EXERCISE INSTRUCTIONS: From the line containing "negative clicks: (38, 48) (29, 49)" to the last line of the records, reproduce every line exactly and print nothing else.

Data entries:

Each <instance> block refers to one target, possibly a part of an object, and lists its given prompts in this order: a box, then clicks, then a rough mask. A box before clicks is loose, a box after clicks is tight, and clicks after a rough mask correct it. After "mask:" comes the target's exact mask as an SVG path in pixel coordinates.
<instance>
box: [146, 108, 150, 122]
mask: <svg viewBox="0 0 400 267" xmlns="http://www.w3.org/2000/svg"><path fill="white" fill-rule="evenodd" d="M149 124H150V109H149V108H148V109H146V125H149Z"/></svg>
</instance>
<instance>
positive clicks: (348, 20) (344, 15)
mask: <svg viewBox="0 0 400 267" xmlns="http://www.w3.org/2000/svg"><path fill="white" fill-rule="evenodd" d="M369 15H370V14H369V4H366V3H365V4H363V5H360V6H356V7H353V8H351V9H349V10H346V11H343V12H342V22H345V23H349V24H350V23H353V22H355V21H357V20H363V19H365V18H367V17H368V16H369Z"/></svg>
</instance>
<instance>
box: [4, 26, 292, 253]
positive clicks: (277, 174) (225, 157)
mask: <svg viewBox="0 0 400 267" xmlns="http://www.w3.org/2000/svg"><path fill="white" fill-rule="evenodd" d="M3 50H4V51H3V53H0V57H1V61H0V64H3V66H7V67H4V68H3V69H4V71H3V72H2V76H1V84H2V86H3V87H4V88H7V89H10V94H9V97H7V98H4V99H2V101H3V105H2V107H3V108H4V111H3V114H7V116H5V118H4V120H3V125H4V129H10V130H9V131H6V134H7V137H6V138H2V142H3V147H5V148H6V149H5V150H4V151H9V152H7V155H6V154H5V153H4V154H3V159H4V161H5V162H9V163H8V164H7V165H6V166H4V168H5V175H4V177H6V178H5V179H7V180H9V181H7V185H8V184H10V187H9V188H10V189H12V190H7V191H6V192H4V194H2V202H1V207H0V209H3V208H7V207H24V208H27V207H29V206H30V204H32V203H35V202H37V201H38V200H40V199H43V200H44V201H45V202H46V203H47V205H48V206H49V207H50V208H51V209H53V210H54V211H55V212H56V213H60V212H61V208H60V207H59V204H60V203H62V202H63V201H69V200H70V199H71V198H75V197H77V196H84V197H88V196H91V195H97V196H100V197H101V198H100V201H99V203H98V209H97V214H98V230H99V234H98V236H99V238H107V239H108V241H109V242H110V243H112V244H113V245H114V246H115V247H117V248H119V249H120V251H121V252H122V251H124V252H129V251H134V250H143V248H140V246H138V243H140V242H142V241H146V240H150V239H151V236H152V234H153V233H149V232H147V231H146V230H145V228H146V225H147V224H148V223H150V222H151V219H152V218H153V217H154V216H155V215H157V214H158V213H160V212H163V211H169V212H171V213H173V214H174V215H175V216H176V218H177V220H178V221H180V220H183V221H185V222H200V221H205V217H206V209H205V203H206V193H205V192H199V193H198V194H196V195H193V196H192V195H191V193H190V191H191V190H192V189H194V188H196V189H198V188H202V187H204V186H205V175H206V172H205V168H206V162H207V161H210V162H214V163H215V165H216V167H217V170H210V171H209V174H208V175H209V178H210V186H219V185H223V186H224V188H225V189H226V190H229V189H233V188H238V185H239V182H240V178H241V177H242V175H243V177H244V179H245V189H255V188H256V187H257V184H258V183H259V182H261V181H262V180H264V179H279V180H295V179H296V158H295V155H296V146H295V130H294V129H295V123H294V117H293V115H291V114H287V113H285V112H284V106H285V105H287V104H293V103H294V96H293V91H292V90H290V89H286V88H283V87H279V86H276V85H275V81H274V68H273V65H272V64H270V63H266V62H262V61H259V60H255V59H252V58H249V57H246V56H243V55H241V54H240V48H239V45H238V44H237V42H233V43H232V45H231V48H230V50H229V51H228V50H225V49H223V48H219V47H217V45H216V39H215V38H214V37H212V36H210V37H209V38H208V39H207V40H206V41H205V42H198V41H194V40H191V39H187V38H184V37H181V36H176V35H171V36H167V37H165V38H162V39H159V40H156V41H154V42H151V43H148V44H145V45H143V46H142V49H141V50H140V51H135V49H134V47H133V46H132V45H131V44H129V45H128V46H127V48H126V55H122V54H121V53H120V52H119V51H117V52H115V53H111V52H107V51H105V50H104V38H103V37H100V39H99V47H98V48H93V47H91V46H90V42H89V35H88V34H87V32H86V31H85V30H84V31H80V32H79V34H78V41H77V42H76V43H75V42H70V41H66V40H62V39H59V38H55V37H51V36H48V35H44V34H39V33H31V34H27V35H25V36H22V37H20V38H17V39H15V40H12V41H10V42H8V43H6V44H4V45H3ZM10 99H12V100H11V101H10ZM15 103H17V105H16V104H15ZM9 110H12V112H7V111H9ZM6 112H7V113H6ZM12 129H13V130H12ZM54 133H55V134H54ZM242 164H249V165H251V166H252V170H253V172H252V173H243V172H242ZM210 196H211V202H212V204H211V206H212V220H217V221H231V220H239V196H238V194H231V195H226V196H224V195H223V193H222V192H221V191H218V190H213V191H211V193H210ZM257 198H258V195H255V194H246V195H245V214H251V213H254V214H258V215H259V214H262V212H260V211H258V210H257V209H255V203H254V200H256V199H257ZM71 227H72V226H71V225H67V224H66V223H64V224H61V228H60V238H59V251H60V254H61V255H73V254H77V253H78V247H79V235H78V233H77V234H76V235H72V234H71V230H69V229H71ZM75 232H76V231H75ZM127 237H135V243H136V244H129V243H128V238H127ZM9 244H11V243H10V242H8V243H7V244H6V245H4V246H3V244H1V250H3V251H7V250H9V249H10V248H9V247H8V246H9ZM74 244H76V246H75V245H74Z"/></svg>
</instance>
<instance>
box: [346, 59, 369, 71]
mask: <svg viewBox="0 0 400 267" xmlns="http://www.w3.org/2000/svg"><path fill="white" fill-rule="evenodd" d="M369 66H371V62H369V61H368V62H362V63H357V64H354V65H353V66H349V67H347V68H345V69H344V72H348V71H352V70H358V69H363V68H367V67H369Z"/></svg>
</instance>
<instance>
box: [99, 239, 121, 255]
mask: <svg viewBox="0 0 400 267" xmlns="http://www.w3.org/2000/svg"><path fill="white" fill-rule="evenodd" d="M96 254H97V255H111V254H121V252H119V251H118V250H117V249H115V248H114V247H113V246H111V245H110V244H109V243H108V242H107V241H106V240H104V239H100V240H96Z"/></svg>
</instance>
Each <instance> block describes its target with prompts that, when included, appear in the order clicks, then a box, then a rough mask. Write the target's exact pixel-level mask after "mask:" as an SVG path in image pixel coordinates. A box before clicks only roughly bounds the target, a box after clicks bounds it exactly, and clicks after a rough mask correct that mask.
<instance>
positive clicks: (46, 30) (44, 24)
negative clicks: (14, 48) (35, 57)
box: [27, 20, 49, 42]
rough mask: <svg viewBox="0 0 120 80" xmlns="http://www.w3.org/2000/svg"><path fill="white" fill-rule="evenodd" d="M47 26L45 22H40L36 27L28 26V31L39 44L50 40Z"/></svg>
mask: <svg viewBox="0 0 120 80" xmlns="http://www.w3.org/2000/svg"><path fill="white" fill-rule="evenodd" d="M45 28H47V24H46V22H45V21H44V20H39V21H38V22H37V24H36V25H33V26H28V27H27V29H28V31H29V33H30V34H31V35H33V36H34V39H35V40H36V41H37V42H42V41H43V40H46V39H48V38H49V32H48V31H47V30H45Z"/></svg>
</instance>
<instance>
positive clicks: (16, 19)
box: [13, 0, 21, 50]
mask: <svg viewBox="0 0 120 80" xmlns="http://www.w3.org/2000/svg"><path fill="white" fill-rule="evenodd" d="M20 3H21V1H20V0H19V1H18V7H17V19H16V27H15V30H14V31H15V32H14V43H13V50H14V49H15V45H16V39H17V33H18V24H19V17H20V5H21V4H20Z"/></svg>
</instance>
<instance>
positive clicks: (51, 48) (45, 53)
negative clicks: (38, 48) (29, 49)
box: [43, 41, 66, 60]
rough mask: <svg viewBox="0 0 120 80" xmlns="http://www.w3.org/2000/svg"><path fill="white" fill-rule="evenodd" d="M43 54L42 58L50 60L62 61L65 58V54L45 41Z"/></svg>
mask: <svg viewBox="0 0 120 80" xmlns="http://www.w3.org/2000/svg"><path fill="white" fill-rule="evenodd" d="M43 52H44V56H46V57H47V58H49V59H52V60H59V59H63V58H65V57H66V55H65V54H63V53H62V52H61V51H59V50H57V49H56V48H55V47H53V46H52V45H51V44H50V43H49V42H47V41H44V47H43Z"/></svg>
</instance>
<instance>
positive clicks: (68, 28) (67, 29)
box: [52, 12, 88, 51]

YOUR RESPONSE:
negative clicks: (38, 48) (29, 49)
box: [43, 41, 66, 60]
rough mask: <svg viewBox="0 0 120 80" xmlns="http://www.w3.org/2000/svg"><path fill="white" fill-rule="evenodd" d="M43 54L42 58L50 60L62 61L65 58V54L45 41Z"/></svg>
mask: <svg viewBox="0 0 120 80" xmlns="http://www.w3.org/2000/svg"><path fill="white" fill-rule="evenodd" d="M43 52H44V56H46V57H47V58H49V59H52V60H59V59H63V58H65V57H66V55H65V54H63V53H62V52H61V51H59V50H57V49H56V48H55V47H53V46H52V45H51V44H50V43H49V42H47V41H44V47H43Z"/></svg>
</instance>
<instance>
positive clicks: (68, 28) (67, 29)
box: [52, 12, 88, 51]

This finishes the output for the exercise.